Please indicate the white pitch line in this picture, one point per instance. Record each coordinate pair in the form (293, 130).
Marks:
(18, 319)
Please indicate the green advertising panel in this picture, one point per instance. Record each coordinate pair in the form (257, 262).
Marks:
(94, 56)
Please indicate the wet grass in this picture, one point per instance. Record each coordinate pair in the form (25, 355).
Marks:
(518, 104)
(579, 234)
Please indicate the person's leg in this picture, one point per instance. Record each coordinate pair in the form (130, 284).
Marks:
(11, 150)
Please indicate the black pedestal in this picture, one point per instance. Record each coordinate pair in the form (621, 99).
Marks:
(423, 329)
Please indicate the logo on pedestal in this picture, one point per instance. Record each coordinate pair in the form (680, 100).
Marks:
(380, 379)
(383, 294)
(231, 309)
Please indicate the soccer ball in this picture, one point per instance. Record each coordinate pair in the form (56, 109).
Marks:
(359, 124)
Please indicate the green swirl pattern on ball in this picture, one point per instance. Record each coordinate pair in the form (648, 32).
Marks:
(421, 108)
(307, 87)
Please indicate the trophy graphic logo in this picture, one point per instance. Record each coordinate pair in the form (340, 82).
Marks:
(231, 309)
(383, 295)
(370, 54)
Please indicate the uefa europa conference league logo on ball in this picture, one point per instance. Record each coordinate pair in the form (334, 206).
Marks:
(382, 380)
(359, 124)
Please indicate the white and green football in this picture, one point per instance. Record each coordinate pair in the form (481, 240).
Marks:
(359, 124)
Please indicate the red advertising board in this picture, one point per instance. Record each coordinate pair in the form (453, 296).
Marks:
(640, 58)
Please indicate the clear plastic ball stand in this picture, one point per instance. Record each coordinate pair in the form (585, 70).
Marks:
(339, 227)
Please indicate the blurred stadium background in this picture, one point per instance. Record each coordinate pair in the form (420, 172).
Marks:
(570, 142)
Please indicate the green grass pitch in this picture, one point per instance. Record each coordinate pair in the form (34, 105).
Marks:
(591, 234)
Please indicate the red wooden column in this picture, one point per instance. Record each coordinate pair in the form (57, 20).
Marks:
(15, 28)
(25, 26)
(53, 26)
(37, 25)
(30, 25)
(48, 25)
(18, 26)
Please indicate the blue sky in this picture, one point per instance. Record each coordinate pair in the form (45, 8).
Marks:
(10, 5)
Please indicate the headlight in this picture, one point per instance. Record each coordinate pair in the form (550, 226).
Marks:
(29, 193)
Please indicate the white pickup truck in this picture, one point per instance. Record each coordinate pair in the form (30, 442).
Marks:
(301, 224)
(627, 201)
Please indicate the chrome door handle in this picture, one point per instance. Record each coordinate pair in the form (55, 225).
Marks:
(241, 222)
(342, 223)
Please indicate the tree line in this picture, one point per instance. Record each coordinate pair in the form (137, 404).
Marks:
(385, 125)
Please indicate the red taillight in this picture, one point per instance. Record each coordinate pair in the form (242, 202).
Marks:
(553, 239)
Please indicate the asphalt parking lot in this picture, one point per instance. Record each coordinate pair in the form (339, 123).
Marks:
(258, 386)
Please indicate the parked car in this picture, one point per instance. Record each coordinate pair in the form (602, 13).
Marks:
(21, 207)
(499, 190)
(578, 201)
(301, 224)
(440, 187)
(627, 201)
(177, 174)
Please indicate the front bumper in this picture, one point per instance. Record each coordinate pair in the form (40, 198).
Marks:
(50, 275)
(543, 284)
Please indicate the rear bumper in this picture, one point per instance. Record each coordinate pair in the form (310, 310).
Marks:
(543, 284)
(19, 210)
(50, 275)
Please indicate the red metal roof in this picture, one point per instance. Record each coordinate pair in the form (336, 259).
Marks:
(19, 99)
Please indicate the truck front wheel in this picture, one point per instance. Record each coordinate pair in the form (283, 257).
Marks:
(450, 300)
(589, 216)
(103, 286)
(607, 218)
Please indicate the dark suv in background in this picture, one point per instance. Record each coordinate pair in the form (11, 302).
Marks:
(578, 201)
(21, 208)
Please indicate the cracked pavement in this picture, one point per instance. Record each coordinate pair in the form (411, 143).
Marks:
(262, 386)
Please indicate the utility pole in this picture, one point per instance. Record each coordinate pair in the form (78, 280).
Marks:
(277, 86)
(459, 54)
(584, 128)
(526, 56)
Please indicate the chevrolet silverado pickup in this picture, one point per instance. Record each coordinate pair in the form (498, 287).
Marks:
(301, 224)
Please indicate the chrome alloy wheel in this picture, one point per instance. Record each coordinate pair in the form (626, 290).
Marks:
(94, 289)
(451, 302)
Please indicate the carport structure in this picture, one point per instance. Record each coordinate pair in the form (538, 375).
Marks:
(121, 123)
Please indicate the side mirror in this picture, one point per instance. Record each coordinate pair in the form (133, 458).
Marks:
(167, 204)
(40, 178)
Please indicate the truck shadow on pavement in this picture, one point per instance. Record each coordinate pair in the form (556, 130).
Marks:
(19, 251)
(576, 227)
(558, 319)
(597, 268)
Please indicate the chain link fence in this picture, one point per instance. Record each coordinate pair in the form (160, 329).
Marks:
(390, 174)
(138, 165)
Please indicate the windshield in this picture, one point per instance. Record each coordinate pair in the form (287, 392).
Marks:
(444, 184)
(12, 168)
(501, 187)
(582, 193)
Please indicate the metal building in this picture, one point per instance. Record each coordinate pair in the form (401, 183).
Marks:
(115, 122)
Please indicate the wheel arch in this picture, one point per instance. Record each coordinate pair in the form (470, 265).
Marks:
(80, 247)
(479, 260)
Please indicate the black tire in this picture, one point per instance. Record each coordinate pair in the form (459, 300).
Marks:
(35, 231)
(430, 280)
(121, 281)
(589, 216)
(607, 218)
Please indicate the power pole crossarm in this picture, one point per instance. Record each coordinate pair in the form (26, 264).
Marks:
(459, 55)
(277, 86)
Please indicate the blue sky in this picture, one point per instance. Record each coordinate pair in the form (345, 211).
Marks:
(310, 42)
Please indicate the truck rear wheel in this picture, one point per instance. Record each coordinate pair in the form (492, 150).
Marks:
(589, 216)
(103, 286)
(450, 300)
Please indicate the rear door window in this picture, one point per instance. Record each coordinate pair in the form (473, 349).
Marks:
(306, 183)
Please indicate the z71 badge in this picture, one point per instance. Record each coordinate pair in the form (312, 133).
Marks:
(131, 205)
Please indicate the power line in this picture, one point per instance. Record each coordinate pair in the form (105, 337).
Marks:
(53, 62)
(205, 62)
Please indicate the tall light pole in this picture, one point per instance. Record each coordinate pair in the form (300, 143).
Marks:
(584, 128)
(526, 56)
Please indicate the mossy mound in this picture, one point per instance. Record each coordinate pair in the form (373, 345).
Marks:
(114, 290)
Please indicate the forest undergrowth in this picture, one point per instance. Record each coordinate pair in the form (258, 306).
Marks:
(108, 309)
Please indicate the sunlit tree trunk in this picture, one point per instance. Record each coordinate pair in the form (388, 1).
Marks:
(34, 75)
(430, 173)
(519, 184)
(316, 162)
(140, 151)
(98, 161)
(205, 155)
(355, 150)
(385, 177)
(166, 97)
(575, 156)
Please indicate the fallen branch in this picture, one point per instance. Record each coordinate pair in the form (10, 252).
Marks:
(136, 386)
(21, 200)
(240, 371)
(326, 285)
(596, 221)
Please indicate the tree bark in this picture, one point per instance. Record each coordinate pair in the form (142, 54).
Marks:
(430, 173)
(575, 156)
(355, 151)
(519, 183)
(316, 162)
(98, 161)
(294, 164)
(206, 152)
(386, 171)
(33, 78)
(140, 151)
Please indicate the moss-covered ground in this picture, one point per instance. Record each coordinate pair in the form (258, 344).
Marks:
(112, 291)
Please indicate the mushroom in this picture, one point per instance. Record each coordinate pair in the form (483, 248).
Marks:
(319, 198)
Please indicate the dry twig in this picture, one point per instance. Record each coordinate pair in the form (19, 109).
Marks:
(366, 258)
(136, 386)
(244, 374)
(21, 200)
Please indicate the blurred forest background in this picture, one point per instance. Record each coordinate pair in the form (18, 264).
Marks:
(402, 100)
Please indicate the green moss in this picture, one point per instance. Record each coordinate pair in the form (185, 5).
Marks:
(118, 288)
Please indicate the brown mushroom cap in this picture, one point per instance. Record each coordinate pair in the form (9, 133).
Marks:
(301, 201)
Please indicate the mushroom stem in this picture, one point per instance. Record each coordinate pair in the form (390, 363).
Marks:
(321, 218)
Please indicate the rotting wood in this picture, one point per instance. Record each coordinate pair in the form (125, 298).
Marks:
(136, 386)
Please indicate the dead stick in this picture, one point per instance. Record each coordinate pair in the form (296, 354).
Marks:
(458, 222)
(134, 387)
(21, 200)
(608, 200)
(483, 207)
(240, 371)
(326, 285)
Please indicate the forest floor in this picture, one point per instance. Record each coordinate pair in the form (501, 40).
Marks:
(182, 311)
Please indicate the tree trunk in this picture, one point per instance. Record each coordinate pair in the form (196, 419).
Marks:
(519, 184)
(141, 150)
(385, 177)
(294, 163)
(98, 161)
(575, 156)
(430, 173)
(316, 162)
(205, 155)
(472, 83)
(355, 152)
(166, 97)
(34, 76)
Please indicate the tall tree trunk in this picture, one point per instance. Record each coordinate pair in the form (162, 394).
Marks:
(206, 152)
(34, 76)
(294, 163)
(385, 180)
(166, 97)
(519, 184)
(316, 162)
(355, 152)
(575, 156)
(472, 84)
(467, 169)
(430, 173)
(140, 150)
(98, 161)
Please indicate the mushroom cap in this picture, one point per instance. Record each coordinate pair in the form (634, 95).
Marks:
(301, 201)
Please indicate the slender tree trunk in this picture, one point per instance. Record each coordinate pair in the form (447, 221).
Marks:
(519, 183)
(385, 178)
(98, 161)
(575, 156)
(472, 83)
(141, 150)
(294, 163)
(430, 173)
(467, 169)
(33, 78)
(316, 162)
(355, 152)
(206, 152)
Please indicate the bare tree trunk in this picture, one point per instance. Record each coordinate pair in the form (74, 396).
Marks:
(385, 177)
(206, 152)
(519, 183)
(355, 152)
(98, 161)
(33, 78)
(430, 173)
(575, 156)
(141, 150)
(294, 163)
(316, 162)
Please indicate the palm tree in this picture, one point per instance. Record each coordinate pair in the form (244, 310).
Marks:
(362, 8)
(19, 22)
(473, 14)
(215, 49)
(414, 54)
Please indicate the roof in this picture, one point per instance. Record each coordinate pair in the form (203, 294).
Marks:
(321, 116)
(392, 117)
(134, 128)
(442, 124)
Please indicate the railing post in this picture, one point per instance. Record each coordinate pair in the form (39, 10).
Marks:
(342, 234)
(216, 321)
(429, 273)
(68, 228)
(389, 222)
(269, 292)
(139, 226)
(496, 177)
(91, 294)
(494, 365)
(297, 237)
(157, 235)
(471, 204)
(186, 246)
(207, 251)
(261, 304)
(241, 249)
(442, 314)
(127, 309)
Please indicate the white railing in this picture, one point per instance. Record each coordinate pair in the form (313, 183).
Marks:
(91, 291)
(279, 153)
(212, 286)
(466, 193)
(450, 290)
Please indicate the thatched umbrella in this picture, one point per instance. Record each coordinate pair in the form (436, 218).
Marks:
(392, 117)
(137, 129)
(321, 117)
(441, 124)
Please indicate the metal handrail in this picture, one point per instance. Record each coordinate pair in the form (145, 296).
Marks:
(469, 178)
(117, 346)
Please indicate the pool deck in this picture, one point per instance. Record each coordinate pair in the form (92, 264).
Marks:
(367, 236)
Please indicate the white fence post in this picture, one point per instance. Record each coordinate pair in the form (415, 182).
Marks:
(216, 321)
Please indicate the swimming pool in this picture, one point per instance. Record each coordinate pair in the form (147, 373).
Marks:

────────────────────────────────────────

== Required work ==
Reproduce the rows above word for word, starting at the line that contains "Please indicate the white fence" and ending at the last line of the rows.

== Correct answer ==
Please indicate the white fence post in this picture, one point per instance. Record each coordinate pair in the form (415, 182).
Marks:
(216, 321)
Please indicate the swimming pool in this picture, one point per instance. Record each coordinate pair in the form (147, 373).
Marks:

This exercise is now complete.